> **DATA SHOWN**
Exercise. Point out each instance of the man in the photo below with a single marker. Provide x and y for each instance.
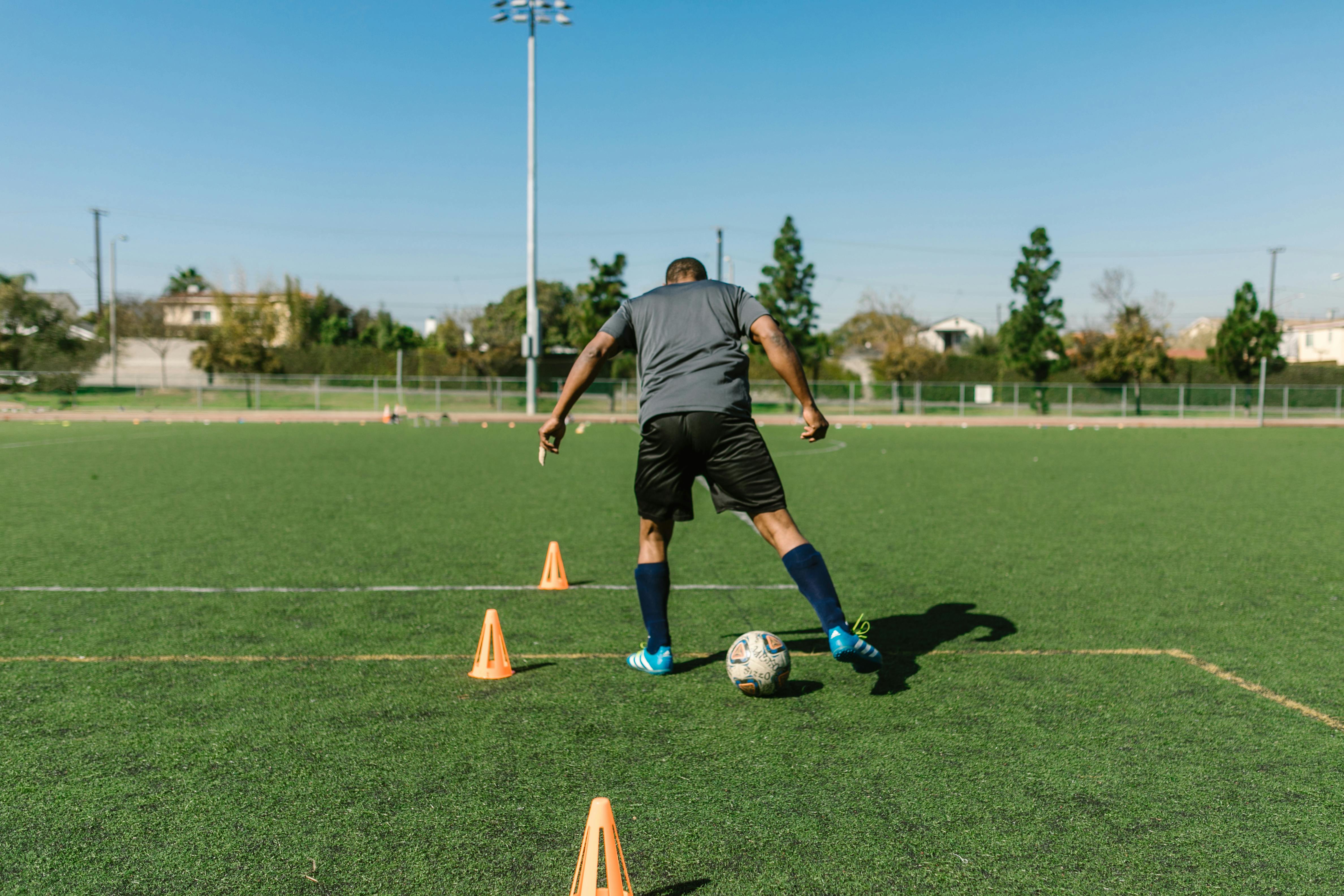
(695, 418)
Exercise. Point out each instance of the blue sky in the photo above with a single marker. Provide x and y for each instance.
(378, 150)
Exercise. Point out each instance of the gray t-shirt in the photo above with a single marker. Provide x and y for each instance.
(689, 338)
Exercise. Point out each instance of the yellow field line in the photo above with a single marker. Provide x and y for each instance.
(1260, 691)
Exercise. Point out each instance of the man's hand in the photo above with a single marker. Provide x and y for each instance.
(552, 434)
(814, 424)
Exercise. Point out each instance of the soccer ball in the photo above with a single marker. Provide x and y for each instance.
(759, 664)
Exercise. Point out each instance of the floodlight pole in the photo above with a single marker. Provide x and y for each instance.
(1273, 265)
(112, 307)
(533, 336)
(534, 324)
(97, 253)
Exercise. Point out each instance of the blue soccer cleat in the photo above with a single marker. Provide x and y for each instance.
(854, 649)
(656, 664)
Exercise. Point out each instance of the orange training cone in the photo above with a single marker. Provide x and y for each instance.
(491, 653)
(601, 825)
(553, 575)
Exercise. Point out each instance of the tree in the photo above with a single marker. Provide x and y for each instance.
(448, 336)
(1246, 336)
(1132, 354)
(144, 323)
(322, 319)
(389, 335)
(886, 330)
(37, 336)
(596, 300)
(788, 296)
(1030, 336)
(242, 342)
(183, 280)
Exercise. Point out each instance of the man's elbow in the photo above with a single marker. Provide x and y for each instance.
(593, 354)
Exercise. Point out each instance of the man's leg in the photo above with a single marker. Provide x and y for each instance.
(654, 581)
(804, 563)
(810, 571)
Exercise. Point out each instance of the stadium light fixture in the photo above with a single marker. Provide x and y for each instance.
(531, 13)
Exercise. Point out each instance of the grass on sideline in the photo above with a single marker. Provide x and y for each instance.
(952, 774)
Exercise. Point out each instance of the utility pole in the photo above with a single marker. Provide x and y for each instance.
(531, 13)
(1273, 264)
(97, 253)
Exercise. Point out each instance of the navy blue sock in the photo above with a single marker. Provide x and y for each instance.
(654, 582)
(807, 567)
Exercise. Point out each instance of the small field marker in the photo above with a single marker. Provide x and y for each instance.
(491, 653)
(601, 827)
(553, 574)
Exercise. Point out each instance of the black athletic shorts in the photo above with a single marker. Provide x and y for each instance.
(726, 451)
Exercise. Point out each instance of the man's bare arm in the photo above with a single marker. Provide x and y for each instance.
(787, 363)
(581, 377)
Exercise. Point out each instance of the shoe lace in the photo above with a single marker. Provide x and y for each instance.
(861, 628)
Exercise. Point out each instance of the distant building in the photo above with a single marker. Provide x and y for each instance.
(951, 335)
(1197, 339)
(199, 308)
(1314, 342)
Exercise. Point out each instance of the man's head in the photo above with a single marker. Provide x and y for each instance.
(686, 271)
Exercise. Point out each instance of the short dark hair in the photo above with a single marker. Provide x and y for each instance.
(686, 267)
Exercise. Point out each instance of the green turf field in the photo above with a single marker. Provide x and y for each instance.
(953, 773)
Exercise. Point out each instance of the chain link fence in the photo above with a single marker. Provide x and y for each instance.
(507, 394)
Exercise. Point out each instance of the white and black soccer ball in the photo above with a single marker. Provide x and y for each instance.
(759, 664)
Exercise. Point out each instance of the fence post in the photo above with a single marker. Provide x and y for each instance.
(1260, 412)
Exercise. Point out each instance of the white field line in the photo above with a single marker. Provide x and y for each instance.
(836, 446)
(267, 589)
(1260, 691)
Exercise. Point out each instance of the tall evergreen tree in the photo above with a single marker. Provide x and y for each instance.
(1246, 336)
(1030, 338)
(1135, 354)
(596, 300)
(788, 296)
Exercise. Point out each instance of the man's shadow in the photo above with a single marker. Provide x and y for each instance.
(905, 637)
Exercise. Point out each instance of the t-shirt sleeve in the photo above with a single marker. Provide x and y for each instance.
(622, 328)
(749, 310)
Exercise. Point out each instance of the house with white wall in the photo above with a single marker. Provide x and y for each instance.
(1308, 342)
(951, 335)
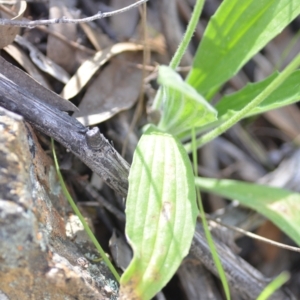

> **EXERCISE DESCRIPTION**
Nothing but the lines from the one holding "Exercise. Point out each instance of the green" through the last line of the entries should be written out, exactly and inclusively, minus the pictures.

> **ANSWER BELOW**
Exercise. Point out each instance of the green turf field in the photo above with a single marker. Provide x and y for each instance.
(953, 773)
Exercise. Point out each instance of the chain link fence in the photo above with a single marker. Provide x and y for each instance.
(507, 394)
Exercise. Point out each instance of the white and black soccer ball in the photo above with a single marker. Provide x and y for each instance.
(759, 664)
Exercise. Point out each instance of the fence post in the photo above with a single marker. Provide x and y for each instance.
(1260, 412)
Exercise. Point out each instance of the white field line in the photo above with a single marker. Provide x and y for each instance.
(836, 446)
(267, 589)
(1260, 691)
Exercise. Point out each instance of the tall evergreen tree in the photo above with a single marker. Provide x and y for each instance.
(1246, 336)
(1030, 338)
(1135, 354)
(596, 300)
(788, 296)
Exercise. Point out each instance of the man's shadow in the photo above with a single marker. Provide x and y for each instance.
(905, 637)
Exercise. Point out each instance of the t-shirt sleeve in the photo above with a single marker. Provide x and y for each instance.
(622, 328)
(749, 310)
Exercise. Point out each instance of the house with white wall in the photo above with a single marker. Provide x and y for each instance.
(1308, 342)
(951, 335)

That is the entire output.